[Excerpts of bounding box data]
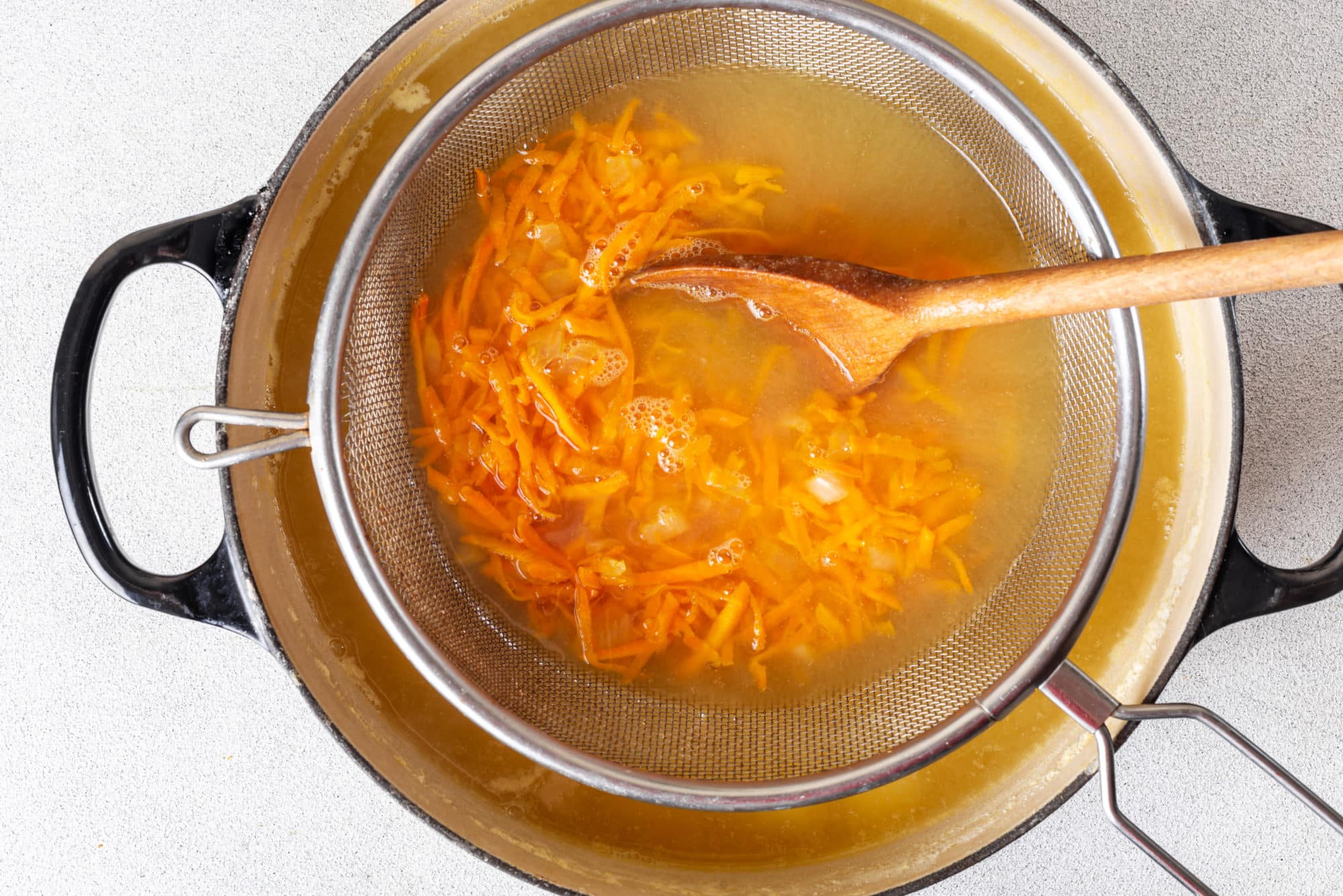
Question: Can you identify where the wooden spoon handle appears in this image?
[898,231,1343,334]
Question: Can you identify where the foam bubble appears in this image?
[747,299,779,321]
[705,538,747,568]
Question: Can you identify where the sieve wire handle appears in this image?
[1191,179,1343,638]
[51,196,259,637]
[1039,660,1343,896]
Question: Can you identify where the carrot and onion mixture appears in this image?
[411,102,979,688]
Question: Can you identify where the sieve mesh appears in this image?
[338,8,1120,782]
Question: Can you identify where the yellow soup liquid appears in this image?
[412,72,1057,689]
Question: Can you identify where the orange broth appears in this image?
[411,72,1056,689]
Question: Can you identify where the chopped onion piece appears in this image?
[807,473,849,504]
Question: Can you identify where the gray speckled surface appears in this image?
[0,0,1343,896]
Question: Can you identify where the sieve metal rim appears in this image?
[308,0,1144,810]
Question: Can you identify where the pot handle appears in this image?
[51,196,261,638]
[1194,181,1343,638]
[1039,660,1343,896]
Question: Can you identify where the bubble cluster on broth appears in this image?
[410,87,1048,689]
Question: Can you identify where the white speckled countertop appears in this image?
[0,0,1343,896]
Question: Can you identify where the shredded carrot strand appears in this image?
[407,101,979,689]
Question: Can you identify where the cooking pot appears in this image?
[52,0,1343,893]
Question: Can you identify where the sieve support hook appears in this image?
[173,405,310,469]
[1039,660,1343,896]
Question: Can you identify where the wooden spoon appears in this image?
[627,231,1343,391]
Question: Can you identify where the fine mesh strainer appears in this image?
[177,0,1343,887]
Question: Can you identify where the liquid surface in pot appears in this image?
[228,0,1185,893]
[412,71,1057,689]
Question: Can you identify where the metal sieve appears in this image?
[177,0,1343,887]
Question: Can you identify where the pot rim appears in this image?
[215,0,1244,896]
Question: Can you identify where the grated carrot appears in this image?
[407,101,979,689]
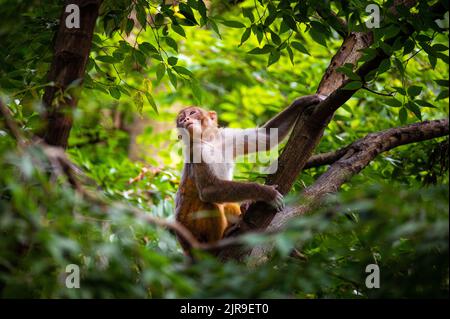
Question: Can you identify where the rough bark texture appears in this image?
[250,119,449,261]
[43,0,102,148]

Direction
Can you update the stretch from the start of the material through the line containing "[52,0,1343,893]" by replacing "sieve" with "strainer" and leaving everything else unchanged, with the pictures left out?

Solution to this task
Question: Can you identify where the wooden spoon handle appears in this image?
[898,231,1343,334]
Question: Can you identify where the foam bubble appears in this image?
[747,299,779,321]
[705,538,747,568]
Question: Can you identify where the strainer wire handle appears in this image?
[1191,179,1343,638]
[51,196,259,637]
[1039,660,1343,896]
Question: Can you identify where the carrot and onion mixture appears in this image?
[411,102,979,688]
Question: Can you identify where the strainer mesh appears in this image?
[338,8,1120,782]
Question: Can you identify where the yellow soup liquid appears in this image?
[412,72,1057,689]
Question: Can you identify where the orange broth appears in this image?
[411,72,1056,689]
Question: Can you identify where the chopped onion piece appears in this image?
[807,473,849,504]
Question: Can you identify where the gray speckled surface appears in this image?
[0,0,1343,896]
Question: Can you identify where the strainer metal rim appears in this image?
[308,0,1144,810]
Question: Can you identify where the pot handle appears in this image?
[51,196,261,638]
[1194,181,1343,638]
[1039,660,1343,896]
Question: Can you identify where the bubble cluster on broth appears in this image?
[410,87,1048,689]
Question: Can you identify where the white speckled countertop appears in this image?
[0,0,1343,896]
Question: Can you identify where the shredded carrot strand appears in this image?
[407,101,979,689]
Question: Can you identify where the cooking pot appears in this image?
[52,0,1343,893]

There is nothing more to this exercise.